» **MARCHE À SUIVRE**: Pour chaque affirmation ci-dessous, indiquez s'il vous plaît si elle concorde avec le texte sur les pommes de terre de conservation, par oui ou non, en citant mot pour mot les termes décisifs du texte. 1. Les commandes de réassort des magasins sont passées environ une fois par mois. 2. Les pesticides ne comptent pas parmi les critères pris en compte par les chefs de rayon. 3. Les pommes de terre de conservation sont vendues en filets de 1 à 10 kilos.

Si on s’interroge sur l’interdépendance entre pratiques agronomiques et commercialisation en grandes et moyennes surfaces, prenons l’exemple de l’offre des supermarchés en pommes de terre dites « de conservation ». Vendues toute l’année en filets de 1 à 10 kilos, elles figurent parmi les productions nécessitant le plus de traitements phytosanitaires.
La patate, c’est la base !
Sur la base d’entretiens, les auteurs identifient d’abord les principales préoccupations des chefs de rayon. Ceux-ci sont d’abord soucieux d’avoir un rayon rempli, ce que garantit le passage par la centrale d’achats de l’enseigne. Les commandes de réassort sont quasi-quotidiennes, en fonction de l’état du stock. Les étals doivent présenter un panachage de variétés, de gammes et d’origines, avec une continuité tout au long de l’année. Pour les références locales, les magasins s’adressent parfois à des négociants grossistes ou directement à des producteurs. Enfin, un troisième critère d’approvisionnement concerne le produit lui-même : propreté, couleur, fermeté, absence de trous et de germes. Les pesticides ne font pas partie des éléments qu’ils prennent en compte : il faut suivre « la demande » et les produits issus de l’agriculture biologique restent marginaux.

» **ENTRÉES EXTRAITES**:
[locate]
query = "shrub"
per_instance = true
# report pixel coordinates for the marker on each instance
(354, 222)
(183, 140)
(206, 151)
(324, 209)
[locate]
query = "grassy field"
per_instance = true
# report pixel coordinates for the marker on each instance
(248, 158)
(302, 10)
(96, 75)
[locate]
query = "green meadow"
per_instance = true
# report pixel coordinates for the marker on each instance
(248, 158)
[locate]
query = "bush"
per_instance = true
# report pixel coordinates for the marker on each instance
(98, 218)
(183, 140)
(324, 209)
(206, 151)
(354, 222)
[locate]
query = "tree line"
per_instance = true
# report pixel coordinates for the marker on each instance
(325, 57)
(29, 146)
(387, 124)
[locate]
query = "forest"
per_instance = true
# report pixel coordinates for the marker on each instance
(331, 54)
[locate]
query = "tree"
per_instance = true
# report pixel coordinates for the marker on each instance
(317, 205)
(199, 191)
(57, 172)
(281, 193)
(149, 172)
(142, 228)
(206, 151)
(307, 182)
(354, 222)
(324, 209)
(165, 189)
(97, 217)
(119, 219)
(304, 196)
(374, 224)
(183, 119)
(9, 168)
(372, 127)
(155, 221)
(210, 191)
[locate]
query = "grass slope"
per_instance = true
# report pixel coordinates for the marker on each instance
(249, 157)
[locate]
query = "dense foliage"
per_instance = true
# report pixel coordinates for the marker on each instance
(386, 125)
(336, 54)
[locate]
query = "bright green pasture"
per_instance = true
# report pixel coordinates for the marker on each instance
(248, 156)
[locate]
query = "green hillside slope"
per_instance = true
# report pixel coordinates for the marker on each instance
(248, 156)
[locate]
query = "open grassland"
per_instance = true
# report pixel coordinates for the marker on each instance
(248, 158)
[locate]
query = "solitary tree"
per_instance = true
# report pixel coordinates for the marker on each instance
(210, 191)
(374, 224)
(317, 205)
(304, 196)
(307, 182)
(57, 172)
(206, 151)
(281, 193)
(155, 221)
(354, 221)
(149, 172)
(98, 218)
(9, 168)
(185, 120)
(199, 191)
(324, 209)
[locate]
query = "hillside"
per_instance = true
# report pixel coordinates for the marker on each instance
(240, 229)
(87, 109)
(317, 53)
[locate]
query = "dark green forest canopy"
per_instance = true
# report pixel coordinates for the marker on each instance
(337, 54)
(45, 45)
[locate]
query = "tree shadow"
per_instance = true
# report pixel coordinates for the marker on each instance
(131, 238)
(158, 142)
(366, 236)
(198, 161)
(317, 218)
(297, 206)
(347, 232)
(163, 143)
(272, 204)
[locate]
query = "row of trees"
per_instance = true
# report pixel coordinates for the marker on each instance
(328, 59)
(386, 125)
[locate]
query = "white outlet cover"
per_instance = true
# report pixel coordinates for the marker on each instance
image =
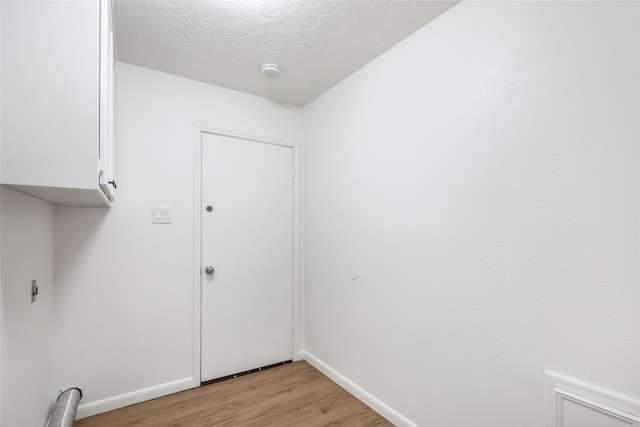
(161, 215)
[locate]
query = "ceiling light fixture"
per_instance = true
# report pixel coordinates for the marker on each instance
(270, 70)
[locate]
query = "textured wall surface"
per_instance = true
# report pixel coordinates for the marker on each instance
(27, 329)
(482, 176)
(124, 286)
(317, 43)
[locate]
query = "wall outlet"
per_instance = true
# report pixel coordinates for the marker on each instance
(161, 215)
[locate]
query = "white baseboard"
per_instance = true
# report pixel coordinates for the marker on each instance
(587, 404)
(374, 403)
(131, 398)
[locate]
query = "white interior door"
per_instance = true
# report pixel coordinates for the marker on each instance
(247, 237)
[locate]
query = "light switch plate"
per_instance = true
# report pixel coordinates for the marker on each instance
(161, 215)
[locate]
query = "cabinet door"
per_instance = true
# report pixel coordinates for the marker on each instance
(50, 94)
(107, 61)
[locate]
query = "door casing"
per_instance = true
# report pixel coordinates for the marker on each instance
(197, 241)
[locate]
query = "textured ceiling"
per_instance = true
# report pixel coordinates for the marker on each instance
(316, 43)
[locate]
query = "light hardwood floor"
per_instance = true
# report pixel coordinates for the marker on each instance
(295, 394)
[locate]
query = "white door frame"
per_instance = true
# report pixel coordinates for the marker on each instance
(197, 241)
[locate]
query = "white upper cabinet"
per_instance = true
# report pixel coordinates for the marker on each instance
(57, 100)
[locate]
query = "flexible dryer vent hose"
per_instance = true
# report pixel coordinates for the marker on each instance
(64, 413)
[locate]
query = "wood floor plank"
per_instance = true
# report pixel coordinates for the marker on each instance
(295, 394)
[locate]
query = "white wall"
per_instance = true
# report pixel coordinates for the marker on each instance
(124, 287)
(27, 329)
(483, 178)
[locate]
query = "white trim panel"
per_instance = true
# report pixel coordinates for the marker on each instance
(570, 402)
(116, 402)
(374, 403)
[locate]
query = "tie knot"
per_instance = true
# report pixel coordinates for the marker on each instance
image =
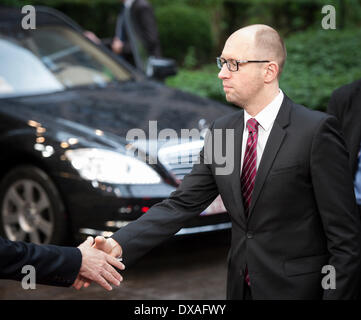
(252, 125)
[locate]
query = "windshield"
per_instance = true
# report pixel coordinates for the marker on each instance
(51, 59)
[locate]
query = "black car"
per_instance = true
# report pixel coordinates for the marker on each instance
(66, 107)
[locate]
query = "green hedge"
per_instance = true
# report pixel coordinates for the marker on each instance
(318, 62)
(184, 32)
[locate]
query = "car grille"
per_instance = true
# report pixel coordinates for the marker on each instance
(179, 159)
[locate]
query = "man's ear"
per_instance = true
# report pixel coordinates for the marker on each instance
(271, 71)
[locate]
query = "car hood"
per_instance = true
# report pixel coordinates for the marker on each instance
(119, 107)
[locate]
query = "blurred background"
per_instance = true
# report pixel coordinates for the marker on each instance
(193, 33)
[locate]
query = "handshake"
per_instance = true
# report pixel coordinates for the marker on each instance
(99, 257)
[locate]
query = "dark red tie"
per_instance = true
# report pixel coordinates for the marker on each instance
(249, 170)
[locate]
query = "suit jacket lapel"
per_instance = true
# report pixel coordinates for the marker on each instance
(273, 144)
(236, 176)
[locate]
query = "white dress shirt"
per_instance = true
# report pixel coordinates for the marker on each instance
(266, 119)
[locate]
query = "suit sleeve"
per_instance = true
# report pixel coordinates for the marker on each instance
(334, 105)
(193, 196)
(54, 265)
(333, 188)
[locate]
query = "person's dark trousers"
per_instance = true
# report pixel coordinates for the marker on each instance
(359, 291)
(247, 293)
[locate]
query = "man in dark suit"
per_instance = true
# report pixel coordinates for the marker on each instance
(58, 266)
(345, 105)
(136, 20)
(289, 194)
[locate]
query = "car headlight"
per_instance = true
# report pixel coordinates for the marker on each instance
(111, 167)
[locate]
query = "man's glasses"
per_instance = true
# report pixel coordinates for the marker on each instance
(232, 64)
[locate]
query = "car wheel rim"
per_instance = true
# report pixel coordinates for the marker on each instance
(27, 213)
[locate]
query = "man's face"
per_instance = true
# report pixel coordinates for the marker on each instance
(242, 86)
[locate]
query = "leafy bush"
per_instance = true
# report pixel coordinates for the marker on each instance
(182, 27)
(318, 62)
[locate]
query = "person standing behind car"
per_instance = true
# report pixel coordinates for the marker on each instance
(145, 27)
(345, 105)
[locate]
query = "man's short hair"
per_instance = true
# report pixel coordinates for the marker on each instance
(270, 45)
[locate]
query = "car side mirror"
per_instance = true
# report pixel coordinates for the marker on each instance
(161, 68)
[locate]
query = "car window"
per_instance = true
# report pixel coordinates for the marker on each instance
(50, 59)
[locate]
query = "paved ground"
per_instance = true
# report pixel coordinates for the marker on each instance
(187, 268)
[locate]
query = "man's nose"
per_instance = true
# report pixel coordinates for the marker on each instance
(224, 73)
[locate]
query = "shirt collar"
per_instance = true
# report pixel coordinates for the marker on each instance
(268, 115)
(128, 3)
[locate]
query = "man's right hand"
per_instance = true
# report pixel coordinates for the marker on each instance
(108, 246)
(97, 264)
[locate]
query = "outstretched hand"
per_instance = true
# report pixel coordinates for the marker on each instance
(110, 248)
(98, 259)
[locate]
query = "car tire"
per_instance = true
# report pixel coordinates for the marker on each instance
(31, 208)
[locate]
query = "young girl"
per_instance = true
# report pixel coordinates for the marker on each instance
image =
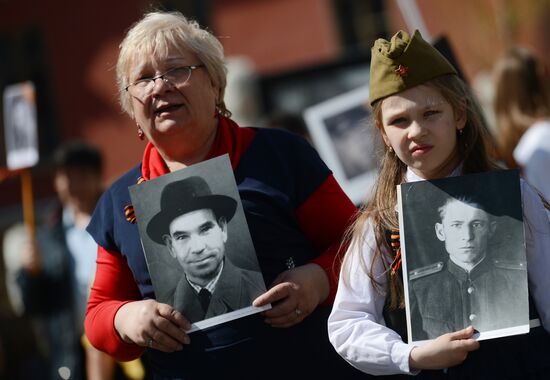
(432, 128)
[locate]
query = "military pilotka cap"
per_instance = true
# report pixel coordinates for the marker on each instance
(402, 63)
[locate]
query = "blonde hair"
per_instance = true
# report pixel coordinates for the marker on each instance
(159, 32)
(521, 98)
(379, 210)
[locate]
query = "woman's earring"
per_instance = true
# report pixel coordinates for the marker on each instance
(141, 135)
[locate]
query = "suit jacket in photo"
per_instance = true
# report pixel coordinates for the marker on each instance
(236, 289)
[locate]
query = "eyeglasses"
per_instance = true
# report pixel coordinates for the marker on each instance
(178, 76)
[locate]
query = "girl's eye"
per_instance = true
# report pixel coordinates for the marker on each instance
(398, 121)
(431, 113)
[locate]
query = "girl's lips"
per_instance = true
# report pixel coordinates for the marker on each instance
(421, 149)
(169, 108)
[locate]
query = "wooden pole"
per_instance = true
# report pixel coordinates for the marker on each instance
(28, 202)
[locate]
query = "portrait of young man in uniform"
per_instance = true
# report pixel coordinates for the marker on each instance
(471, 286)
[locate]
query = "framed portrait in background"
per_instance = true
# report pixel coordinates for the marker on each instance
(342, 132)
(20, 125)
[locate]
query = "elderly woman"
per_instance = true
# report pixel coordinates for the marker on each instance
(171, 77)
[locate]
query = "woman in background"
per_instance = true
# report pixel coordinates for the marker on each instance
(522, 110)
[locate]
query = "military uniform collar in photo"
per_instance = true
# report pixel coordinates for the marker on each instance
(180, 197)
(403, 63)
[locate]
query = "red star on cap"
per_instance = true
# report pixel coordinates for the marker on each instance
(402, 71)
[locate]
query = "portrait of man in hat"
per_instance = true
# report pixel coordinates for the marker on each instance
(192, 224)
(471, 284)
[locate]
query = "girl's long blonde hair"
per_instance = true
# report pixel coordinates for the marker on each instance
(474, 147)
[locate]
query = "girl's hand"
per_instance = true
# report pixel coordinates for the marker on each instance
(446, 351)
(294, 294)
(151, 324)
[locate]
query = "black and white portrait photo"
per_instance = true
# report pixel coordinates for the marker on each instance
(464, 260)
(342, 132)
(197, 245)
(20, 125)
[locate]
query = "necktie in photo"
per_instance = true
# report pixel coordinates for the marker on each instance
(204, 298)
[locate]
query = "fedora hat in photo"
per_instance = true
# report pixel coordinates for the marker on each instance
(180, 197)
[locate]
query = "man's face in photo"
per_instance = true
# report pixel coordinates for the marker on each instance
(465, 229)
(197, 241)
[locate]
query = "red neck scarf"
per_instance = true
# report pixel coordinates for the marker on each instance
(230, 139)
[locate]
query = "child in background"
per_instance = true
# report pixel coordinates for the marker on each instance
(432, 128)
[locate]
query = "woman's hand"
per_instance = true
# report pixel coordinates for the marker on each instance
(294, 294)
(446, 351)
(151, 324)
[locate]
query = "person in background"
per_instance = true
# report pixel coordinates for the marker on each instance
(290, 122)
(172, 78)
(522, 113)
(432, 128)
(58, 265)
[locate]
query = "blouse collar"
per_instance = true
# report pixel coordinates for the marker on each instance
(411, 176)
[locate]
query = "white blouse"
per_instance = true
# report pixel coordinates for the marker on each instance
(356, 326)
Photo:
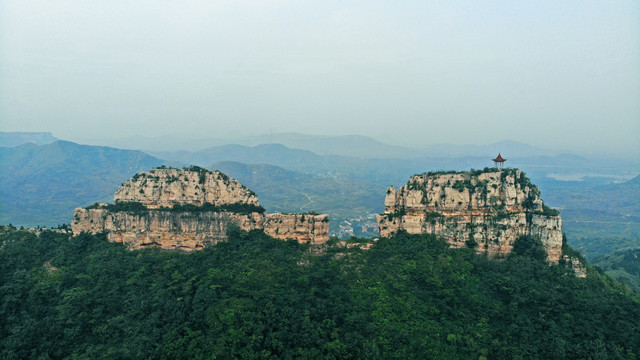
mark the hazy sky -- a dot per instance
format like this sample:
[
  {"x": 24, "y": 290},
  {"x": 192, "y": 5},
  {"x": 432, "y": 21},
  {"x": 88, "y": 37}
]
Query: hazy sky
[{"x": 563, "y": 74}]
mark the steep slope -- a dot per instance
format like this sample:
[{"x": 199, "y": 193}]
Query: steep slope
[
  {"x": 289, "y": 191},
  {"x": 623, "y": 266},
  {"x": 42, "y": 184},
  {"x": 12, "y": 139},
  {"x": 190, "y": 209}
]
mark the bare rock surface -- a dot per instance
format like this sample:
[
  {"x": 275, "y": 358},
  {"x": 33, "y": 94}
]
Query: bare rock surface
[{"x": 487, "y": 210}]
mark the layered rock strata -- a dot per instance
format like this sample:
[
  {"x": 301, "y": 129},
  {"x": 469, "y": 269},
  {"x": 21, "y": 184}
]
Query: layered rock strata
[
  {"x": 188, "y": 210},
  {"x": 487, "y": 210},
  {"x": 164, "y": 187}
]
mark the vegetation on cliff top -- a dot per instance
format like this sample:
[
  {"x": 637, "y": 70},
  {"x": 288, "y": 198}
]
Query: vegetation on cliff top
[{"x": 256, "y": 297}]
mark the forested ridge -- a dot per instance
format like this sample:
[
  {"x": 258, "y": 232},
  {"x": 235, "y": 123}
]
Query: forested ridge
[{"x": 409, "y": 296}]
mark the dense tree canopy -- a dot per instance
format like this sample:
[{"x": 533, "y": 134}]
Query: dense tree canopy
[{"x": 255, "y": 297}]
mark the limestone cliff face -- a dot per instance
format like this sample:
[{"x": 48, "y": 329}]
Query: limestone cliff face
[
  {"x": 301, "y": 227},
  {"x": 485, "y": 209},
  {"x": 164, "y": 229},
  {"x": 169, "y": 187},
  {"x": 156, "y": 221}
]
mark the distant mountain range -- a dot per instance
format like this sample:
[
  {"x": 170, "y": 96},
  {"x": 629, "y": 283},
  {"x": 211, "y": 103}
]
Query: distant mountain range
[
  {"x": 41, "y": 184},
  {"x": 347, "y": 145}
]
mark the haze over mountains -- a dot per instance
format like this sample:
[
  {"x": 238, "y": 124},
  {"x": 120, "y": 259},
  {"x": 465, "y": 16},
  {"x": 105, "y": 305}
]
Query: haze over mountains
[{"x": 41, "y": 184}]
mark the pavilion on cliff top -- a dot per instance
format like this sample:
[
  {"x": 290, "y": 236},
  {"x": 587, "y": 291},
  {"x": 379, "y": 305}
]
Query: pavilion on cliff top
[{"x": 499, "y": 161}]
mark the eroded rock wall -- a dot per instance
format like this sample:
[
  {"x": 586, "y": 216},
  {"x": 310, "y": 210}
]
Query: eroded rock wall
[
  {"x": 164, "y": 229},
  {"x": 149, "y": 225},
  {"x": 485, "y": 210}
]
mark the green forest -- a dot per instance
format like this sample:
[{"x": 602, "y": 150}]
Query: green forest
[{"x": 254, "y": 297}]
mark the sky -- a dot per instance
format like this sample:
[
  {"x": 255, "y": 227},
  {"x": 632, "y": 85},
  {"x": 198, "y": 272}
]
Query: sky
[{"x": 557, "y": 74}]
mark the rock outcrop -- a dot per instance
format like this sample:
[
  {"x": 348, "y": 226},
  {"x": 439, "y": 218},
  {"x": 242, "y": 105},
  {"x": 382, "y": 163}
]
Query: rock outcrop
[
  {"x": 188, "y": 210},
  {"x": 163, "y": 187},
  {"x": 301, "y": 227},
  {"x": 487, "y": 210}
]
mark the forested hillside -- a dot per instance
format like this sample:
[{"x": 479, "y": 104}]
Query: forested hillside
[{"x": 256, "y": 297}]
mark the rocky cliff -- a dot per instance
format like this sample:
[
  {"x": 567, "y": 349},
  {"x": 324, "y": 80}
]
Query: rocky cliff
[
  {"x": 487, "y": 210},
  {"x": 189, "y": 209}
]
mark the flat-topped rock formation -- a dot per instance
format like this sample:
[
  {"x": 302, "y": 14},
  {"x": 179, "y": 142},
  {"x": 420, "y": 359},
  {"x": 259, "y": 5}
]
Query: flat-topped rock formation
[
  {"x": 190, "y": 209},
  {"x": 164, "y": 187},
  {"x": 487, "y": 210}
]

» **RÉPONSE À LA CONSIGNE**:
1. Non : « Les commandes de réassort sont quasi-quotidiennes, en fonction de l’état du stock. »
2. Oui : « Les pesticides ne font pas partie des éléments qu’ils prennent en compte »
3. Oui : « Vendues toute l’année en filets de 1 à 10 kilos »